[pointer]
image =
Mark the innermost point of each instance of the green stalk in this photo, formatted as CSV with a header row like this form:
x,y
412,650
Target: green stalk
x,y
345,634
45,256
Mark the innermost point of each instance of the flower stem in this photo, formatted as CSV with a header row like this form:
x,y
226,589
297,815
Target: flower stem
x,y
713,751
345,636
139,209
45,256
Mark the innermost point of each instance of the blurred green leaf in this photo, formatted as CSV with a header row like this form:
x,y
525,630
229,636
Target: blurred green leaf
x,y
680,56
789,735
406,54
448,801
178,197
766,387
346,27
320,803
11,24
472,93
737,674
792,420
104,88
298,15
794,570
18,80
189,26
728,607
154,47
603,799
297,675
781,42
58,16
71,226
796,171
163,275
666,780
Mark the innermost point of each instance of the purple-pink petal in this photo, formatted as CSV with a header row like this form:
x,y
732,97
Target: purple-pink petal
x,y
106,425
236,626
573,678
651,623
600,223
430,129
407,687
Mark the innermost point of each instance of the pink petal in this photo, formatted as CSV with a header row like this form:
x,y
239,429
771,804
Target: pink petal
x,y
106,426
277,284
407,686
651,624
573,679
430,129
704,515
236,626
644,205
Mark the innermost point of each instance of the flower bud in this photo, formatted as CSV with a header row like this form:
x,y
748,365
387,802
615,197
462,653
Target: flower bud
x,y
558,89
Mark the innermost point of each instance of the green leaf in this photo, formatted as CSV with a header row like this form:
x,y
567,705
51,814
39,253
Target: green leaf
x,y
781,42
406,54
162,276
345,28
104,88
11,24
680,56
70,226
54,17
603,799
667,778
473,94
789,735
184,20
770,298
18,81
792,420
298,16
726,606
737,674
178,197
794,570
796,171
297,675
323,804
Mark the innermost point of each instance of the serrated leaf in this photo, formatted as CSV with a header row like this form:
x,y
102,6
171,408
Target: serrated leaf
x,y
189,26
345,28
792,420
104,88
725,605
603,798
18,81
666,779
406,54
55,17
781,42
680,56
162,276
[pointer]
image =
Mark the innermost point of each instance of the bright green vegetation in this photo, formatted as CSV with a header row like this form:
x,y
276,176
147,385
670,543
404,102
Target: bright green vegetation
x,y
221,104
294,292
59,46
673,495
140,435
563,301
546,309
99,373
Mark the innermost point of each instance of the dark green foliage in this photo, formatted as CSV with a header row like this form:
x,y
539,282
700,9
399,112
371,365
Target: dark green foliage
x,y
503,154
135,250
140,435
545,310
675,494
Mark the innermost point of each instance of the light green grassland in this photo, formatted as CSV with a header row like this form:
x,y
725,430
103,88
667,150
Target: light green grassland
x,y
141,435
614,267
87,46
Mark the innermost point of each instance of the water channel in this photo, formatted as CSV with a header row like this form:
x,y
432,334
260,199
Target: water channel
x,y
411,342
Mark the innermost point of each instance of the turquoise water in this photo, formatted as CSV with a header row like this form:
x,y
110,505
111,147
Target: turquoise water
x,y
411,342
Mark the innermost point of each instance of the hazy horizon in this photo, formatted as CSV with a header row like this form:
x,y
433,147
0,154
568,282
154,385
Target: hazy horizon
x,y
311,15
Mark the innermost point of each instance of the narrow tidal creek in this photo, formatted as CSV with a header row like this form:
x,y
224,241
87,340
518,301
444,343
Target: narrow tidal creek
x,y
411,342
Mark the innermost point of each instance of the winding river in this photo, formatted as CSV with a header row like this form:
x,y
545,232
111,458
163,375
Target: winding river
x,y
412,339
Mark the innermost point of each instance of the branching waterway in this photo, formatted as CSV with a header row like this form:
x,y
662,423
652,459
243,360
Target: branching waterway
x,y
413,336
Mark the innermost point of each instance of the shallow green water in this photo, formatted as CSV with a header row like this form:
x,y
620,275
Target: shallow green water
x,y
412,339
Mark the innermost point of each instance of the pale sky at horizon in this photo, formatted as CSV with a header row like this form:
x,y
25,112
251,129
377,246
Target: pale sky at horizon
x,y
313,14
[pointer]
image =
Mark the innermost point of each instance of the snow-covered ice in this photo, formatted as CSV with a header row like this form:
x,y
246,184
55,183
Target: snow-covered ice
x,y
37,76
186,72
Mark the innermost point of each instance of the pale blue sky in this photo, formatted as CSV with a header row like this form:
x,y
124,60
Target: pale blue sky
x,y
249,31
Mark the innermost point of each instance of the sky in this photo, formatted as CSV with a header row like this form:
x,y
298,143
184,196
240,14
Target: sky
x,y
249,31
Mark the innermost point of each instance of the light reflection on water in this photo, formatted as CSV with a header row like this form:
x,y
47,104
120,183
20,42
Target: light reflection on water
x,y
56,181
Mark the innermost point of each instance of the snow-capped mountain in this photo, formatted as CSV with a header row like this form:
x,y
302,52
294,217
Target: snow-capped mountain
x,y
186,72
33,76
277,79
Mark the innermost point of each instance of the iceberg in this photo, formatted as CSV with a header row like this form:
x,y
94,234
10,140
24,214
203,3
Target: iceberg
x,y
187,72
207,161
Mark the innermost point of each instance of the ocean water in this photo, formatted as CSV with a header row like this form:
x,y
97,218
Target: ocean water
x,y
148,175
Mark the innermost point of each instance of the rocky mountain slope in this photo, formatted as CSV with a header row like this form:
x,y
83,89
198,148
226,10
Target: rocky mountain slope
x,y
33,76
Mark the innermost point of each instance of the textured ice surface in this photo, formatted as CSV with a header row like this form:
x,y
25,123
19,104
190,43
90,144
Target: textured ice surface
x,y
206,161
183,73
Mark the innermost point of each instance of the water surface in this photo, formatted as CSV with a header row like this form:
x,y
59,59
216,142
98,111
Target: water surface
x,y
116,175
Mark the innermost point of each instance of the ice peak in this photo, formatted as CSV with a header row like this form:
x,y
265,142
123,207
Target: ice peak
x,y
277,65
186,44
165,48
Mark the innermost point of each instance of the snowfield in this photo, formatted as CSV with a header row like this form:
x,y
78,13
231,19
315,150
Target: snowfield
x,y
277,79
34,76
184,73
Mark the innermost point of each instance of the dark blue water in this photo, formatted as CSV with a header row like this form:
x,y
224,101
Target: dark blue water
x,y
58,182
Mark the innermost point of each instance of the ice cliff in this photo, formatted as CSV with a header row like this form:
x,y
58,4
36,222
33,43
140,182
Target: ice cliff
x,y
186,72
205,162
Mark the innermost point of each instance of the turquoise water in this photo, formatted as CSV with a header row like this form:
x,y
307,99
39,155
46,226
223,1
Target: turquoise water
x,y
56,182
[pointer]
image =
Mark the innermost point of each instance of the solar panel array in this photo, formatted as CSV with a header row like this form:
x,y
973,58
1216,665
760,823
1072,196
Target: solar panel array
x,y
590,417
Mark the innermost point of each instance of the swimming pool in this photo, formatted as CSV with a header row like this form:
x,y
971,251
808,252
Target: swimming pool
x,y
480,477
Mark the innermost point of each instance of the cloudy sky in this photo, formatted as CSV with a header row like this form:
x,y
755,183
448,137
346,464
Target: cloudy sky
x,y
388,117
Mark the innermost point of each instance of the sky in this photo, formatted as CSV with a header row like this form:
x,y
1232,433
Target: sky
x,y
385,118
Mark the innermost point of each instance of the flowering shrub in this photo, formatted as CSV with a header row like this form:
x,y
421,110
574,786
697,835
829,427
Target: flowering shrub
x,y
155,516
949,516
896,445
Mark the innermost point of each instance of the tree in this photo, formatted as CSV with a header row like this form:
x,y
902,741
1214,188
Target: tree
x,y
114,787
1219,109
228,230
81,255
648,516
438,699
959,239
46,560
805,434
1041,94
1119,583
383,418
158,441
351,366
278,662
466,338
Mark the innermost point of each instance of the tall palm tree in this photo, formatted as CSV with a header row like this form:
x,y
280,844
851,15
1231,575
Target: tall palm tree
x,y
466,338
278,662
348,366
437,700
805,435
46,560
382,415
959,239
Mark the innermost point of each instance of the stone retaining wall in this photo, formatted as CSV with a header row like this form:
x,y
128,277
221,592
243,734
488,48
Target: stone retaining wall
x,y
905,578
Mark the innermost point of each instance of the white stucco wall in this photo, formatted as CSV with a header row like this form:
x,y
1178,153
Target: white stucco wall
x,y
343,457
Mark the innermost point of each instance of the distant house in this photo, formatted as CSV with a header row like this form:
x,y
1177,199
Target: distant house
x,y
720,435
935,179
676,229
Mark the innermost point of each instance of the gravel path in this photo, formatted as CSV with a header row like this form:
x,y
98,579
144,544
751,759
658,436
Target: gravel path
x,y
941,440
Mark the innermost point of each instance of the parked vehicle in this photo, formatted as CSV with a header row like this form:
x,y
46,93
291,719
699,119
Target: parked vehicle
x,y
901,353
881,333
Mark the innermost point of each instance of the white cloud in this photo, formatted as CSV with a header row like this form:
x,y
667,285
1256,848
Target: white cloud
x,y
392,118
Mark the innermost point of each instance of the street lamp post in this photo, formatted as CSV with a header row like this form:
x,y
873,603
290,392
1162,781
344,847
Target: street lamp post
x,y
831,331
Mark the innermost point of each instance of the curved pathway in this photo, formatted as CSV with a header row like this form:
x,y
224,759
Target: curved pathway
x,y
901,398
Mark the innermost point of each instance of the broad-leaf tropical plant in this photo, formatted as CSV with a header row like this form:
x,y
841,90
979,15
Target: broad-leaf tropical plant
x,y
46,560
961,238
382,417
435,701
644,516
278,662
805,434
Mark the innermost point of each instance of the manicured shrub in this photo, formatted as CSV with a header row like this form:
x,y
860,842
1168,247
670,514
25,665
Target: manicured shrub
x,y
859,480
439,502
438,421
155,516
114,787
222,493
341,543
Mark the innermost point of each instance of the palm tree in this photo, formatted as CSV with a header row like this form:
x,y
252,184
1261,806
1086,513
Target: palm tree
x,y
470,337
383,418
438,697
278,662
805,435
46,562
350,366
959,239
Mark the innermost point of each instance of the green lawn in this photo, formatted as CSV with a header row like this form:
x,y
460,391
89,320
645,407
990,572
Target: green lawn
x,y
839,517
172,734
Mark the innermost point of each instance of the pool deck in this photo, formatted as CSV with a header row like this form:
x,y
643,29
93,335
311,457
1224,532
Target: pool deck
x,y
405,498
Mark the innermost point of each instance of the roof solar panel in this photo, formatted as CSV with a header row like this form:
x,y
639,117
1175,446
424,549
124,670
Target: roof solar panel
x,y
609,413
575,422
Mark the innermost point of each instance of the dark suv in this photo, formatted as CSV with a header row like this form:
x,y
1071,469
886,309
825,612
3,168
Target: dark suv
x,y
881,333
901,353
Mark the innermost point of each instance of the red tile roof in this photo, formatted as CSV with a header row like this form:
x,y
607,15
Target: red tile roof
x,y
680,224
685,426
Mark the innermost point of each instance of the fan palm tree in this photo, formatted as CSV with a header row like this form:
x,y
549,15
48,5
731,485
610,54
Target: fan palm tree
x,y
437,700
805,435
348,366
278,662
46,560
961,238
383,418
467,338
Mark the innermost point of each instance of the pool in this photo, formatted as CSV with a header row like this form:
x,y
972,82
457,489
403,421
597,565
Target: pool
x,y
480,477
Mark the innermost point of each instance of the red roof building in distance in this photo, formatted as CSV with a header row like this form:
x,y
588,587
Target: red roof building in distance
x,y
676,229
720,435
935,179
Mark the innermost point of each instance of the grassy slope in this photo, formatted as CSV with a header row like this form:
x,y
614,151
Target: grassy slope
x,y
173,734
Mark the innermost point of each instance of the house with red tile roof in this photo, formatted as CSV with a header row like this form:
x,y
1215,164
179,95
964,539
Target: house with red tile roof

» **The exercise**: Output the line holding "Mark the innermost point of each instance of the red roof", then every later line through the end of the records above, exactly as given and nothing else.

» **Written answer**:
Mark the innermost point of each instance of the red roof building in distance in this photo, formatted as CSV with a header row like this form:
x,y
588,587
Target: red roof building in distance
x,y
676,229
720,435
935,179
Mark the innermost point of each instance of the grassy slope in this photo, formatted as CSV with a header row like this form:
x,y
614,151
Target: grassy slope
x,y
173,734
Mark the innermost point of each instance of the house with red tile roof in this photo, formatted as CSV with a header row like this form:
x,y
1215,164
179,95
964,539
Target: house with red tile roof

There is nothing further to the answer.